▸ What to work on: Reproduce all the entries exactly.

▸ Records from a collection:
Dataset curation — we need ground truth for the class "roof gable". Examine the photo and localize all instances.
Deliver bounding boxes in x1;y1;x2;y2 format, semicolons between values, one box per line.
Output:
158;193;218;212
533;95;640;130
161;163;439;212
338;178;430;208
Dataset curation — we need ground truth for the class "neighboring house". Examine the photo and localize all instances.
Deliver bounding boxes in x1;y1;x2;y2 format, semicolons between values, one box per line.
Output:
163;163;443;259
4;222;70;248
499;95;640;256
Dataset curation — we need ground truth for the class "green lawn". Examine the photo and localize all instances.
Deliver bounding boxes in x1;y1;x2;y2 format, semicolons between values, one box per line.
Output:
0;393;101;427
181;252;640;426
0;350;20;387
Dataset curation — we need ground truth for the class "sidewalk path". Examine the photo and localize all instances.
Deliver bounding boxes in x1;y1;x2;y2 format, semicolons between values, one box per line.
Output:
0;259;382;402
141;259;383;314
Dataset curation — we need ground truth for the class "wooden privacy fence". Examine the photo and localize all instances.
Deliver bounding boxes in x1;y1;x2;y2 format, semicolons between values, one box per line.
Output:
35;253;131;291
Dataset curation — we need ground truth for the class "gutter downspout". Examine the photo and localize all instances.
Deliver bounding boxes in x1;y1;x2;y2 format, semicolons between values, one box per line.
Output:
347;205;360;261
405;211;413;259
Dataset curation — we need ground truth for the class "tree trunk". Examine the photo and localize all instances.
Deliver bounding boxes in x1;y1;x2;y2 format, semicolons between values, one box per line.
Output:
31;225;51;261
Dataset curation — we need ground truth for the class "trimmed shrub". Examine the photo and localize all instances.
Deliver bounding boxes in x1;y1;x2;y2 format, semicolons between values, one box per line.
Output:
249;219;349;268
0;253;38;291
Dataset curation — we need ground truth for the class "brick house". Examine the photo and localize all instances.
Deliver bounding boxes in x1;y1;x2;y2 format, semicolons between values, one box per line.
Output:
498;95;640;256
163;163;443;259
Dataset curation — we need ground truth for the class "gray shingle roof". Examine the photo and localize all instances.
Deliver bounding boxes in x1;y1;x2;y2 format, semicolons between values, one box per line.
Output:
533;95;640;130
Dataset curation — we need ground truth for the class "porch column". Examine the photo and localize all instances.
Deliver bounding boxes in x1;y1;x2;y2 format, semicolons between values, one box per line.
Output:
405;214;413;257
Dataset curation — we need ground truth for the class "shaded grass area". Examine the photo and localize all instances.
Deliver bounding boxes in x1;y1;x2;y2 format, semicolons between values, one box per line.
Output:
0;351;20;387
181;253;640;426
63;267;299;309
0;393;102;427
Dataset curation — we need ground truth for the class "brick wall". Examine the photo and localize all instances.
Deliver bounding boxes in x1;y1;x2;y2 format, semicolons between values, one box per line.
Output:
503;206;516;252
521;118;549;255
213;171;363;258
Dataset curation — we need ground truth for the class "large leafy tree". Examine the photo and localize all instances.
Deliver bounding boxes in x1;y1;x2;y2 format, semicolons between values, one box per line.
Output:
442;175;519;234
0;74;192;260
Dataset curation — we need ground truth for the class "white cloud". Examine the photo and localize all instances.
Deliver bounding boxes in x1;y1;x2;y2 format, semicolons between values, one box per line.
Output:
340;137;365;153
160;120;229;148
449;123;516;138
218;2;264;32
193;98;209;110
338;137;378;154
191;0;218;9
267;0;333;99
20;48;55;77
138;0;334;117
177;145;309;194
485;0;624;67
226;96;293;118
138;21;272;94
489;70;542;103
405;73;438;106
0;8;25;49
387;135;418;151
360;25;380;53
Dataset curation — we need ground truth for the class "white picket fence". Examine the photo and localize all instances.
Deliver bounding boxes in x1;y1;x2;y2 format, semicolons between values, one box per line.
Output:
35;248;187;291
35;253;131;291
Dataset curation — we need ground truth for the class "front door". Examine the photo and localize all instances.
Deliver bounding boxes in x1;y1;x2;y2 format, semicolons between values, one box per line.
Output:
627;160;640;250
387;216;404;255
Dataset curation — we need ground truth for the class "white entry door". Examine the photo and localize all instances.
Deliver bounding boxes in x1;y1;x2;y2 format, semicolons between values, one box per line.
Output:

▸ Written answer:
Dataset curation — we need ground truth for the class "roof gable". Examine the photo and localize all instances.
Deliver bounding boxes in x1;y1;x2;y2 format, semicolons between values, one box per line.
Output:
158;193;218;212
533;95;640;130
161;163;439;212
338;178;430;208
Dataset curation — we need ground truth for the class "neighboring house". Examine the photo and localize all instances.
Deliver bounding boxes in x1;y1;x2;y2 format, semicolons between values, one box per line.
Output:
163;163;443;259
4;222;70;248
499;95;640;256
Dataset curation — we need ground truth for the class "green lawn". Examine the photo and localize all instances.
Deliver bounding boxes in x1;y1;x2;y2 format, semicolons between values, one box per line.
Output:
0;393;101;427
181;252;640;426
0;350;20;387
Dataset curation — we need ground truth for the class "sidewalk path". Examine the photo and localize all instances.
Deliver bounding boxes in x1;y1;x2;y2 format, semicolons between values, one box per line.
Output:
0;259;382;402
141;259;383;314
Dataset curation — we need ground truth for the class "wooden privacy fence". Examine the photo and localize all instances.
Deliver bounding boxes in x1;y1;x2;y2 format, semicolons between values, one box per line.
Output:
35;253;131;291
Dataset curation — we need ground truth for the class "gutter downspout". Examine the photo and localize all instances.
Deliver bounding boxes in x1;y1;x2;y2 format, semicolons between values, one box per line.
Output:
347;205;360;261
405;211;413;259
Dataset curation — we need ground truth for the class "tree trunk". Examine the photo and localize all instances.
Deliver bounding boxes in x1;y1;x2;y2 format, semicolons between values, one box per line.
Output:
31;225;51;261
Dataset curation — we need ground truth for the class "trimmed shrub". Examine the photo and localize all instances.
Deliver bounding boxes in x1;y1;x2;y2 format, semicolons between values, one box per line.
Output:
249;219;349;268
0;253;38;291
Dataset curation — we need ground truth for the class "brick house". Examine the photo and localize all instances.
Deliver bounding boxes in x1;y1;x2;y2 format, semicolons between values, one box per line.
Output:
498;95;640;256
163;163;443;259
Dataset curation — we need ground truth for the class "gray shingle roof". Examine the photo and localize all instances.
Deliver bounding boxes in x1;y1;x2;y2 format, semicolons between values, one box per line.
Output:
533;95;640;130
Dataset curation — we need ground truth for the class "porch column". Examine the photo and localize all instances.
Deliver bounding boxes in x1;y1;x2;y2 format, semicolons between values, one box per line.
Output:
405;214;413;257
Dataset curation — we need ground truth for the class "shaded grass area". Examine the photo and localize all instances.
Deliver bounding boxes in x1;y1;x2;y2 format, semicolons between values, one box per line.
Output:
0;351;20;387
181;253;640;426
63;267;299;309
0;393;102;427
Dataset curation — we need ground truth for the class "brick wall". Examine the photo and localize all instances.
Deliver bounding boxes in x1;y1;x2;y2 format, semicolons between values, one box per line.
Output:
503;206;516;252
521;118;549;255
213;171;363;258
Dataset curation — we need ground truth for the class "large leafy tree". Examine the photo and localize all instances.
Deliver bounding boxes in x1;y1;x2;y2 format, semicolons between values, one box per line.
Output:
442;175;519;234
0;74;192;260
Dataset curation — we need ground truth for the class "white cloud". Examine the photo and localize all instances.
Deliver bounding boxes in x1;y1;x2;y2 format, semicolons between values, one box per line.
Output:
340;137;365;153
160;120;229;148
449;123;516;138
218;2;264;32
193;98;209;110
338;137;378;154
191;0;218;9
267;0;333;99
20;48;55;77
138;0;334;117
177;145;309;194
485;0;624;67
226;96;293;118
138;21;272;94
489;70;542;103
405;73;438;106
0;8;25;49
387;135;418;151
360;25;380;53
Dataset curation — we need ground truth for the class "white picket fence". Examine the photo and localize all instances.
Deliver bounding boxes in x1;y1;x2;y2 format, semicolons between values, one box per line.
Output:
35;248;187;291
35;253;131;291
Dataset curation — we need ground truth for the class "front door". Examine the photo and localize all instances.
Deliver bounding boxes in x1;y1;x2;y2 format, semicolons between values, one box per line.
Output:
627;160;640;250
387;216;404;255
Dataset curation — we need ground truth for the class "white entry door". Examine the photo and localize all instances.
Deliver bounding boxes in x1;y1;x2;y2 format, semicolons between values, one box per line.
Output:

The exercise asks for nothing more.